* [What you will do] Answer with one figure only, the number of lines below in which "white" occurs.

* [Dataset records]
[Start of Attachment]

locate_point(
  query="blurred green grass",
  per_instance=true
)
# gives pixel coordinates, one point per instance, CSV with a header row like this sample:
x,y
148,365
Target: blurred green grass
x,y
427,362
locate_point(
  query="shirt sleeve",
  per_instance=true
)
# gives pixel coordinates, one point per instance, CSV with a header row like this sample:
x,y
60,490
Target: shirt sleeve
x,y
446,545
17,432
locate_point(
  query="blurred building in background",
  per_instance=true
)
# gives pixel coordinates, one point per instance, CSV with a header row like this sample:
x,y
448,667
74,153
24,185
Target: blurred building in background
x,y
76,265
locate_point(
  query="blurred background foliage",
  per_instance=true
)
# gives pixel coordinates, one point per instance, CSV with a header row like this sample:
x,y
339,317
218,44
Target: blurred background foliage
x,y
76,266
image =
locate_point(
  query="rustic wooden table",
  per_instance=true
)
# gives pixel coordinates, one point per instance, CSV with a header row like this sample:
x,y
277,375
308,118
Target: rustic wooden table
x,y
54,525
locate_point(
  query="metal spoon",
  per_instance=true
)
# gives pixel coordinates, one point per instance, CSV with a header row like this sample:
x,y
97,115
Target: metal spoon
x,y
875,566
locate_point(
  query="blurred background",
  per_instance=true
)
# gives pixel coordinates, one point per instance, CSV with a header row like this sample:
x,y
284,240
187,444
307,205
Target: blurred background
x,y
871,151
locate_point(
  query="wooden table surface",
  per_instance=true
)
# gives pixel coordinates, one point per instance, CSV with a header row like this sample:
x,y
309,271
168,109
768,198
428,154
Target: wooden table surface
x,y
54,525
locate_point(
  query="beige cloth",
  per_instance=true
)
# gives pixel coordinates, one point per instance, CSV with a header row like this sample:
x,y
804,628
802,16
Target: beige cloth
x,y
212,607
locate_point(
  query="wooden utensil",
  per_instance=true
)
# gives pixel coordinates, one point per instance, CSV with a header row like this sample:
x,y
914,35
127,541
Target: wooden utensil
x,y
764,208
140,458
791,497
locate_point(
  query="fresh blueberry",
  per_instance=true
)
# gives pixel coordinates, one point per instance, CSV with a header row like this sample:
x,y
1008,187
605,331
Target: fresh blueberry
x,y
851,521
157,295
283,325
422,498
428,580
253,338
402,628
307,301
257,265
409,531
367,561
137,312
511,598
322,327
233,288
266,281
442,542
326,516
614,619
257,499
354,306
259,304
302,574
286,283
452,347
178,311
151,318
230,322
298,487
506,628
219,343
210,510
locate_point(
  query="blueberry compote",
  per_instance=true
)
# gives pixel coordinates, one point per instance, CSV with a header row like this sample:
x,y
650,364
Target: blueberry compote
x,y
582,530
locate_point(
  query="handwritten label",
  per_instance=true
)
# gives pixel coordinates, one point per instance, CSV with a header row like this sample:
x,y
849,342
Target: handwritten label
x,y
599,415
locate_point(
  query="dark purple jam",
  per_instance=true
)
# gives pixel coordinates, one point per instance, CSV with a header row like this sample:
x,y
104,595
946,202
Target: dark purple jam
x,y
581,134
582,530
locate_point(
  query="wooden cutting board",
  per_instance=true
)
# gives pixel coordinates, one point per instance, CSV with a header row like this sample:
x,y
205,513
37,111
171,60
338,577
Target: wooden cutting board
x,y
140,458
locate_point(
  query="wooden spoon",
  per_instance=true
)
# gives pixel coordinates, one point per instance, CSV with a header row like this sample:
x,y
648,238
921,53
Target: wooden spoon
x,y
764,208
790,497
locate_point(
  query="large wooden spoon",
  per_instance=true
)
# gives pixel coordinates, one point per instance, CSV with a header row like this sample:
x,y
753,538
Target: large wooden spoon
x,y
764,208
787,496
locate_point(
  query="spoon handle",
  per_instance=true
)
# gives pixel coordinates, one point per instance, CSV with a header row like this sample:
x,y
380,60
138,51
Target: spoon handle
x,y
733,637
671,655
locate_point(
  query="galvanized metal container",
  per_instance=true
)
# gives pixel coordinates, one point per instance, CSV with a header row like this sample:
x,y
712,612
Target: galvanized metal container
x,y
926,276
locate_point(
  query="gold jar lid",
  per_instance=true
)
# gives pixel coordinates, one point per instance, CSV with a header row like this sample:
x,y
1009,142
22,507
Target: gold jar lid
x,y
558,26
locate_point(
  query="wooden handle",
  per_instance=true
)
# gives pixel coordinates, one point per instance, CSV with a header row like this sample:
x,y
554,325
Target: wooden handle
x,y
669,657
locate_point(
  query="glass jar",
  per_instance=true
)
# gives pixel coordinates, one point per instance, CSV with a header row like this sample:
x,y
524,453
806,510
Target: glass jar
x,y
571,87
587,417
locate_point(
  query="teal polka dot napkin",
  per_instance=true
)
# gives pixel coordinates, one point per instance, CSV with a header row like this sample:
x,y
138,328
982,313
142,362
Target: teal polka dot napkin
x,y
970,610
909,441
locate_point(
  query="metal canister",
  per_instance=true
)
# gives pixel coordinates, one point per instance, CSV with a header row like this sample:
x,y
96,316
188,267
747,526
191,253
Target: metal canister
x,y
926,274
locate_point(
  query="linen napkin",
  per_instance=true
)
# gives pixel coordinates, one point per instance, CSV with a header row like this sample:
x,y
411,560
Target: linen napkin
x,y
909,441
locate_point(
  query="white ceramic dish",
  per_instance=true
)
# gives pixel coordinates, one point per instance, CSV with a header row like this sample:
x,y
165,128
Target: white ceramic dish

[End of Attachment]

* [Worked solution] 2